When we are exposed to something every day we become desensitized to it and it can come to seem completely normal. To anyone on the outside looking at the custom, it probably makes no sense whatsoever
Reddit user u/ifoundtheavocado asked:"What's normal in your country but seems weird to the rest of the world?"
We point with our lips.
We eat with our hands.
Christmas season starts in September.
Rudely standing infront of doors of train and busses and hurridly getting on and thus making it difficult for people to get off.
We don't sit beside strangers on the bus unless it's absolutely necessary. Most people would rather stand.
We normally take more than a bath per day, we also have a habit of brushing our teeth on places like our job/school. We generally eat sandwiches with napkins and pizza with forks and knives.
I feel like we have a problem with germs.
Dancing like frog around a giant dick then putting flowers under your pillow to dream of the person you're going to marry
Turning up on time to a party is rude, turning up 3 hours late is normal
That the party with the most votes never appears to be able to form a coalition. It's been like that since the formation of our country.

* _ABOUT THIS TASK_
Continue the list of everyday customs that seem strange to outsiders from the point where it stops. Nothing in the data is needed for this.

* _SOURCE MATERIAL_
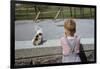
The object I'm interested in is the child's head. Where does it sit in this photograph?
[64,19,76,36]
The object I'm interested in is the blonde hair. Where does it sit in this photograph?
[64,19,76,36]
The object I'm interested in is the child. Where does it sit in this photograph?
[32,26,43,46]
[61,19,81,63]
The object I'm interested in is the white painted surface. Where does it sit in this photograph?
[15,38,94,49]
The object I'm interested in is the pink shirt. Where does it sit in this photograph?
[60,36,80,55]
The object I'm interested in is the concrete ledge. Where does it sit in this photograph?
[15,38,94,66]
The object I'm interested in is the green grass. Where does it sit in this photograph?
[15,6,95,20]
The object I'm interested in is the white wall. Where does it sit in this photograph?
[0,0,100,69]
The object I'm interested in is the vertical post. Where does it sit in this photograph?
[80,7,84,18]
[90,8,92,18]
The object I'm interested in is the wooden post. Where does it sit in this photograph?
[90,8,92,18]
[54,8,61,19]
[69,7,73,17]
[35,11,40,21]
[74,7,76,18]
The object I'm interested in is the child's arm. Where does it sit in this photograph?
[75,37,80,53]
[60,37,70,55]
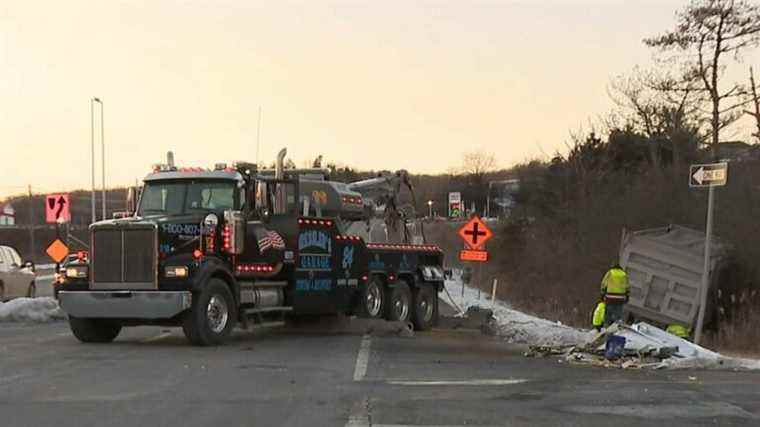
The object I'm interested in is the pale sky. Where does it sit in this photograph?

* _ANSWER SPACE_
Also, the suspiciously varying prices. Stuff that costs 1€ elsewhere can cost 3€ but we still get sh*t like meat at extravagantly low prices
60% of the population lives below mean sea level.
Wake house. When someone passes away the open coffin is set up in their living room or bedroom for around 3 days so that friends and family can visit before the funeral.
We never smile at people on the street and people we don't know
Yelling the names of various diseases to people who are foolish enough to walk on the bike path
Sounds like the Netherlands
If someone offers you ANYTNING. And I mean ANYTHING, you MUST say no A LOT until the person is practically begging you to take it. Then only if the other person has begged you enough should you take the item.
This can be anything. Food, money, etc.
Jim: Hey, Greg. Want a chip?
Greg: No no it's fine
Jim: Take a chip, man. Come on. Here have one.
Greg: No no it's fine. No no please. Please eat your chip
Jim: Take the chip, Greg. Please. Greg, PLEASE. Take the chip. You NEED to take it.
Greg: Jim, no. You're too kind. I can't. I just can't do it. Jim, I'm sorry. No no. Please. Eat it.
Jim: On the verge of tears GREG PLEASE. PLEASE GREG. PLEASE. TAKE THE CHIP TAKE IT.
Greg: Oh heavens. Jim, I shouldn't. Jim please. Jim I really shouldn't. Okay. I'll do this. I'll do it for you. I'll take the chip.
And then life continues on.
Having an air-raid shelter in nearly every house despite being neutral.
Switzerland, is that you?
Here it is very common to say «I have to pee» or something like that when you have to go. No matter the situation. I didn't really think about it until I saw a video making fun of it since people from other countries think it's super weird.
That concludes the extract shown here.